> [EXERCISE INSTRUCTIONS]
Can you reproduce the data below with "crowd in stands" replaced by "spectators in bleachers", changing nothing else and leaving the pictures out?

> [Bounding-box data]
┄┄┄┄┄┄┄┄┄┄┄┄┄┄┄┄┄┄┄┄
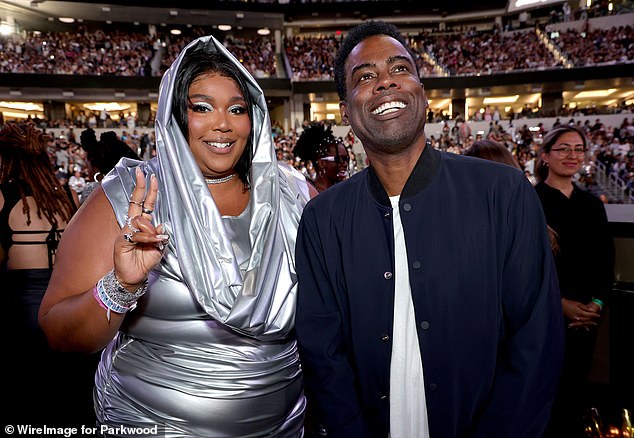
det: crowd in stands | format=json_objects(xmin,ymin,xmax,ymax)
[
  {"xmin": 0, "ymin": 18, "xmax": 634, "ymax": 81},
  {"xmin": 416, "ymin": 29, "xmax": 562, "ymax": 76},
  {"xmin": 556, "ymin": 26, "xmax": 634, "ymax": 67},
  {"xmin": 29, "ymin": 117, "xmax": 634, "ymax": 202}
]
┄┄┄┄┄┄┄┄┄┄┄┄┄┄┄┄┄┄┄┄
> [OUTPUT]
det: spectators in bleachers | format=json_objects(xmin,ymin,xmax,ymax)
[
  {"xmin": 0, "ymin": 18, "xmax": 634, "ymax": 81},
  {"xmin": 416, "ymin": 29, "xmax": 562, "ymax": 76},
  {"xmin": 556, "ymin": 26, "xmax": 634, "ymax": 67},
  {"xmin": 29, "ymin": 117, "xmax": 634, "ymax": 202}
]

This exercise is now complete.